- **Material for the task**
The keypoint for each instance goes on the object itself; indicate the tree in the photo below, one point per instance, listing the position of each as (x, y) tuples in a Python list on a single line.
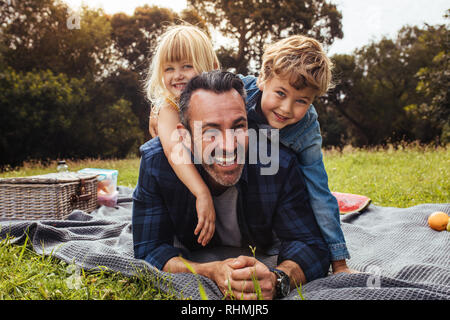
[(252, 24), (37, 34), (377, 90), (433, 86), (49, 116)]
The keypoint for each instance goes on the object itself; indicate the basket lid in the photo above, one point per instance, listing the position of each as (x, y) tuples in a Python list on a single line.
[(50, 178)]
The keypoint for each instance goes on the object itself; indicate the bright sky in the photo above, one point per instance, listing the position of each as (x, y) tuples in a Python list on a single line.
[(363, 20)]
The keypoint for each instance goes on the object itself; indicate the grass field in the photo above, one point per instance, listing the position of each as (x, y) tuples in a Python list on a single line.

- **The problem**
Rewrite every record with "indicate" changed to "mark" and all other text left as is. Leave the pictures out of the output.

- **Reply**
The keypoint for each instance goes on the object itself; mark the tree in the photo below, one point per instance, listing the position of each as (x, y) tuples in a Python list on a single line.
[(252, 24), (37, 34), (377, 90), (433, 86), (49, 116)]
The keypoint for each instance goes on the object itself; mark the basket lid in the photo above, one point per instance, listing the position of each as (x, y) tuples in a Python list on a single line.
[(50, 178)]
The keypoint for each instance goes on the object itself; mark the bright sky in the photo above, one point per instance, listing the position of each as (x, y) tuples in a Python list on a single line.
[(363, 20)]
The keypoint for each instance goes on the object itself; mark the grass field in the photo above, one point per instance, listing the position of each as (x, y) tuples in a Python list on a single line.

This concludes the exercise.